Task prompt: Reproduce only the lines that run from the line with "Tag a point on every instance of the brown" to the last line of the material, both ends included, exactly as they appear.

Material to process:
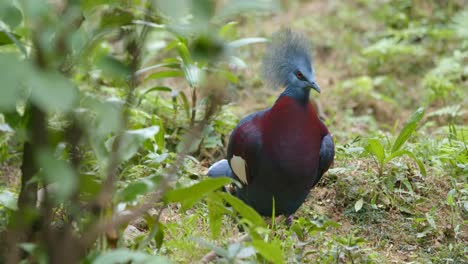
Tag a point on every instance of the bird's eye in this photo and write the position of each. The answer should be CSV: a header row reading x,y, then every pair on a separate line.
x,y
300,76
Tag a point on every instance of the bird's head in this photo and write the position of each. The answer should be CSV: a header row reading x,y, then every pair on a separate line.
x,y
288,62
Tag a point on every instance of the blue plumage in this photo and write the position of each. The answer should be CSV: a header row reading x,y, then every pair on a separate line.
x,y
280,153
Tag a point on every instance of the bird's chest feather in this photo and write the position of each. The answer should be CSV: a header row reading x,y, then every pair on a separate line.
x,y
293,137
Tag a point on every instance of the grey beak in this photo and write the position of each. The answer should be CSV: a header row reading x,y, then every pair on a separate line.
x,y
315,86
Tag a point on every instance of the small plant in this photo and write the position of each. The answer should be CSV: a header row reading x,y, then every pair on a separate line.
x,y
383,156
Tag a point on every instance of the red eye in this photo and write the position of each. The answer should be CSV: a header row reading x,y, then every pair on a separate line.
x,y
299,75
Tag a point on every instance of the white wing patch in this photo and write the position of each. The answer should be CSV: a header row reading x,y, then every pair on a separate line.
x,y
239,166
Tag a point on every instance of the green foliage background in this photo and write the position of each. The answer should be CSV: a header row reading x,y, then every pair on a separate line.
x,y
111,111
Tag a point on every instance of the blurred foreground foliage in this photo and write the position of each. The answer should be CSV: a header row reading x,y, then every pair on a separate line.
x,y
111,111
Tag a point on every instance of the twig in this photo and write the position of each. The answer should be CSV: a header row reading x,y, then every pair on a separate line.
x,y
210,256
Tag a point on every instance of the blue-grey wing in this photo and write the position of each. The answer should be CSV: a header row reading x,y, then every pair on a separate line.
x,y
220,169
327,153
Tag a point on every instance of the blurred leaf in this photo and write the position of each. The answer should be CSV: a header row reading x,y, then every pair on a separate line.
x,y
173,65
238,62
91,4
216,211
132,140
52,91
8,200
408,129
459,24
430,220
59,173
190,195
165,74
135,189
184,52
358,205
193,75
229,76
116,17
232,8
271,251
124,255
218,250
11,15
374,146
243,209
409,154
228,31
11,80
185,103
114,68
245,41
450,197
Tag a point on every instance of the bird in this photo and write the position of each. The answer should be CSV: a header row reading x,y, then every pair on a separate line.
x,y
279,154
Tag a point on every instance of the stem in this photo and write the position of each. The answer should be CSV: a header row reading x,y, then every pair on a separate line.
x,y
194,106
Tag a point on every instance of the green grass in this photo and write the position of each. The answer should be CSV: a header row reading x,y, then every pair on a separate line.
x,y
377,64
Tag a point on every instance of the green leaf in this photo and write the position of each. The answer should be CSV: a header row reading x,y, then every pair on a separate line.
x,y
190,195
245,41
193,75
11,15
228,30
52,91
135,189
165,74
114,68
116,17
450,197
12,80
59,173
91,4
218,250
154,89
132,140
271,251
243,209
431,221
7,38
229,76
8,200
173,65
124,255
399,153
375,147
358,205
408,129
184,52
185,103
216,211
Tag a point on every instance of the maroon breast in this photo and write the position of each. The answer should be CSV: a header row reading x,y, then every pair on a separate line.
x,y
293,137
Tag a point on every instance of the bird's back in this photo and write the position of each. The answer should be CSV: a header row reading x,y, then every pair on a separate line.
x,y
283,162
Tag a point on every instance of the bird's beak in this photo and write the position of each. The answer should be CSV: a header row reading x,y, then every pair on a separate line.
x,y
314,86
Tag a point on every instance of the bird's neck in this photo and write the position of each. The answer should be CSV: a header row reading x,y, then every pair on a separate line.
x,y
301,95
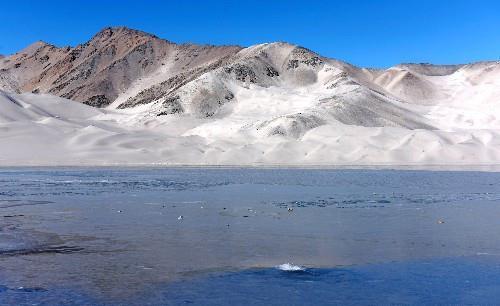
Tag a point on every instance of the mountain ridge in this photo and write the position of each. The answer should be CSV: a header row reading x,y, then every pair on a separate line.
x,y
151,100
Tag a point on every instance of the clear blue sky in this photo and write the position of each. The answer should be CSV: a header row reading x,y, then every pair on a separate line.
x,y
366,33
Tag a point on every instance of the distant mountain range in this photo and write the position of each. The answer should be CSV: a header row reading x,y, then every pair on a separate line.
x,y
223,93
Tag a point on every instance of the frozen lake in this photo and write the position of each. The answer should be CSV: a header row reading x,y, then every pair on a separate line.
x,y
114,236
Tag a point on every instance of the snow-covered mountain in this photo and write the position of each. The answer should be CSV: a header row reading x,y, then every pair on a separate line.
x,y
274,103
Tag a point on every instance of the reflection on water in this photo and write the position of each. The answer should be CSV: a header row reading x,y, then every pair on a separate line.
x,y
450,281
106,236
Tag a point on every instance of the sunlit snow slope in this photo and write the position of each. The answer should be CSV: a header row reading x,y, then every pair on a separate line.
x,y
269,104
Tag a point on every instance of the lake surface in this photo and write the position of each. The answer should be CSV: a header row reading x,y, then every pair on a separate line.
x,y
120,236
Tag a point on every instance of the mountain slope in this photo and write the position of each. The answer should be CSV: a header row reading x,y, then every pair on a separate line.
x,y
275,103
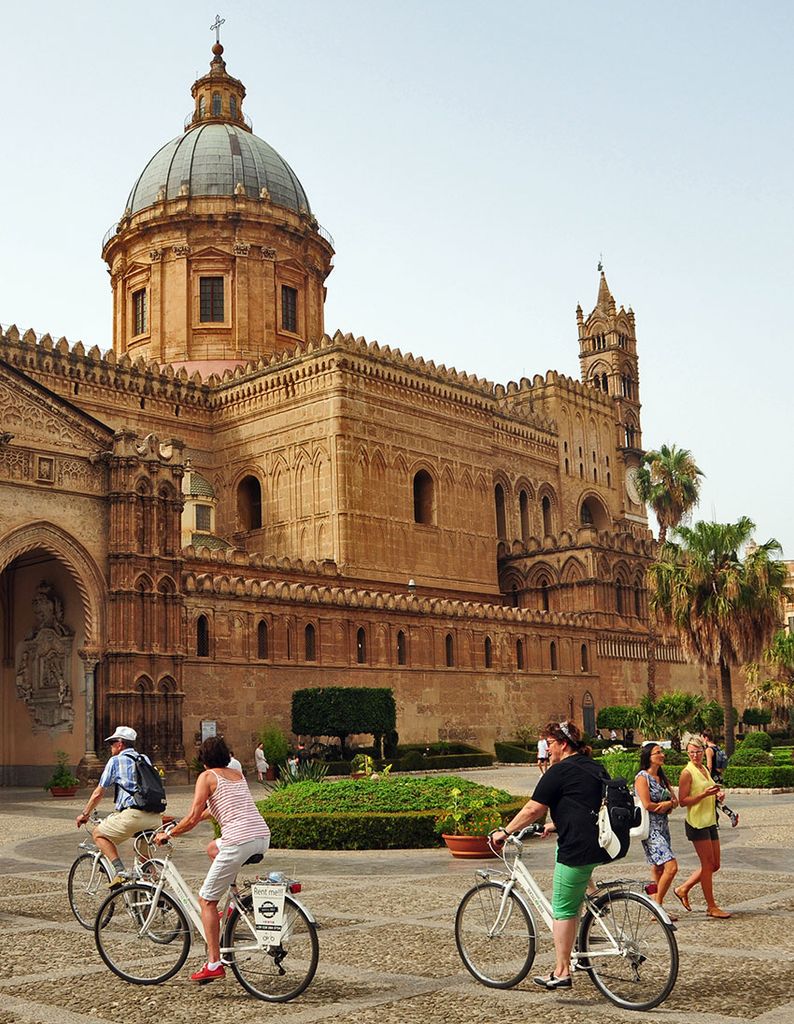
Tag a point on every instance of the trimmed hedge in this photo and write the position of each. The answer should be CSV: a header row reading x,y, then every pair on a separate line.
x,y
750,757
347,830
758,739
514,755
758,778
360,814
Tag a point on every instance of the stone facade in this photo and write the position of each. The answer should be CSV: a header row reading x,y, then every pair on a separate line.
x,y
230,508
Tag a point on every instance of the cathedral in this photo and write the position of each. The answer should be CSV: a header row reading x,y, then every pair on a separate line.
x,y
232,504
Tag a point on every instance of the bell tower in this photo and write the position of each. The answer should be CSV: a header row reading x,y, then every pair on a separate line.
x,y
608,355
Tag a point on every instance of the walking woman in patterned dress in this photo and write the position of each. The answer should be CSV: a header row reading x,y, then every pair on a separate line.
x,y
656,795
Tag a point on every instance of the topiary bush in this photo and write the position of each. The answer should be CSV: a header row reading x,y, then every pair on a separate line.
x,y
758,739
514,755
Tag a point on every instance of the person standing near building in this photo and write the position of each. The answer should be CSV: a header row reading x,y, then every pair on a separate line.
x,y
261,762
542,755
127,818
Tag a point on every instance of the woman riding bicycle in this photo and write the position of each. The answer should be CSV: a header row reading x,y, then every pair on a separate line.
x,y
221,793
571,790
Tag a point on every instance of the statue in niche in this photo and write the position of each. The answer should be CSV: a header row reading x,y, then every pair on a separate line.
x,y
44,663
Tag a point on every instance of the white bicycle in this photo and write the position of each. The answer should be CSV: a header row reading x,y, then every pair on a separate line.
x,y
626,942
90,872
143,933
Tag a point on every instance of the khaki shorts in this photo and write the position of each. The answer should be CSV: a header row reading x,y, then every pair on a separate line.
x,y
124,824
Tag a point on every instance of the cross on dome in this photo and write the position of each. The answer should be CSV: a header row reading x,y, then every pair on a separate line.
x,y
215,27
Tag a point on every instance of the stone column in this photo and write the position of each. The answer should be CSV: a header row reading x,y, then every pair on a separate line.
x,y
90,766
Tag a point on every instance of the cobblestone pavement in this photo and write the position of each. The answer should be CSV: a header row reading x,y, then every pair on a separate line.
x,y
387,950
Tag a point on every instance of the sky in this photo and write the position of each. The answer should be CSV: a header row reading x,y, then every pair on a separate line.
x,y
473,162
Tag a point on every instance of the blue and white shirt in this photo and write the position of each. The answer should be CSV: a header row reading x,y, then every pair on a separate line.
x,y
120,771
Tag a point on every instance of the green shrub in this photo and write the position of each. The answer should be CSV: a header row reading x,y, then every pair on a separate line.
x,y
759,739
360,814
388,795
339,711
756,716
452,761
513,755
745,756
759,778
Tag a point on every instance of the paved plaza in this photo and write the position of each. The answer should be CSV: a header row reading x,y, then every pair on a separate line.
x,y
387,949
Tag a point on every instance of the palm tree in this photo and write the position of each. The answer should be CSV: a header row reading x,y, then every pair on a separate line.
x,y
724,608
668,480
777,691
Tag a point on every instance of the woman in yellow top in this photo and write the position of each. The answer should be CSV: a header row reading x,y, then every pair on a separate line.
x,y
699,794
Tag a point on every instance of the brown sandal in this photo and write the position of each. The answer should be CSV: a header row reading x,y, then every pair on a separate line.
x,y
682,898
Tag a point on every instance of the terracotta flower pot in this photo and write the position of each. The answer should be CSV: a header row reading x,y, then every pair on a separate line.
x,y
468,846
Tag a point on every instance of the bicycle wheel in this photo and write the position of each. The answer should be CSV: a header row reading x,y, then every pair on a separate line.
x,y
277,973
141,947
87,888
641,973
498,949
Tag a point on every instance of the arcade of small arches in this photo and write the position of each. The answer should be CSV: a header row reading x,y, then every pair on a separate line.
x,y
460,648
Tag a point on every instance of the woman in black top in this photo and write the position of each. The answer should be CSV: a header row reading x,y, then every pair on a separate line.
x,y
571,791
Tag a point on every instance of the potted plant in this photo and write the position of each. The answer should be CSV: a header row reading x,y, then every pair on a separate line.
x,y
464,825
63,782
275,747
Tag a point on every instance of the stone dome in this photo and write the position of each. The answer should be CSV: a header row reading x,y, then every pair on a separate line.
x,y
216,159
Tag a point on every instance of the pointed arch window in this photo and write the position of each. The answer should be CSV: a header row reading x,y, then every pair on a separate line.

Answer to the problem:
Tag a point on every instance of the brown sandal in this photo and write the position of each. The answer should be CSV: a header row reading x,y, then every pair on a separate line.
x,y
682,898
Tag a point on every instance of the terracotta flower pot in this photo and write the position of each. The answer should be CSV: a header row reading x,y, then every pair on a separate line.
x,y
468,846
Tag a point on every instance of the bicycle wheel in this photo and write the position of each. The answer should be CSV: a header row reading x,y, then every pair on a separate line.
x,y
277,973
141,947
87,888
641,973
498,949
Tag a point on every instance of the arcade of small arches in this photo and write the position of each. The answer should be CSV: a header row reading x,y, then every pair on a separate line.
x,y
460,648
Tag a point on every instance of the woman in black top in this photo and write the position of each. The answer should be CSV: a header row reading x,y, then every pair on a separate line.
x,y
571,791
Tag a point on every instance of the potted plant in this photo and write the position of each. The answer should be CSV: a header row reading x,y, then every pair on a separate line.
x,y
464,825
63,782
275,747
Tag a point on every instance of the stone dome in this photo and write the position of each. The answer should be CSV: a header row reading x,y, then every pair on a separate line.
x,y
216,159
Tag a point on every instance of the pointed arch window in this photo and write the position of each. The answer should be CSV: a header row reading x,y, then every pair on a separate line.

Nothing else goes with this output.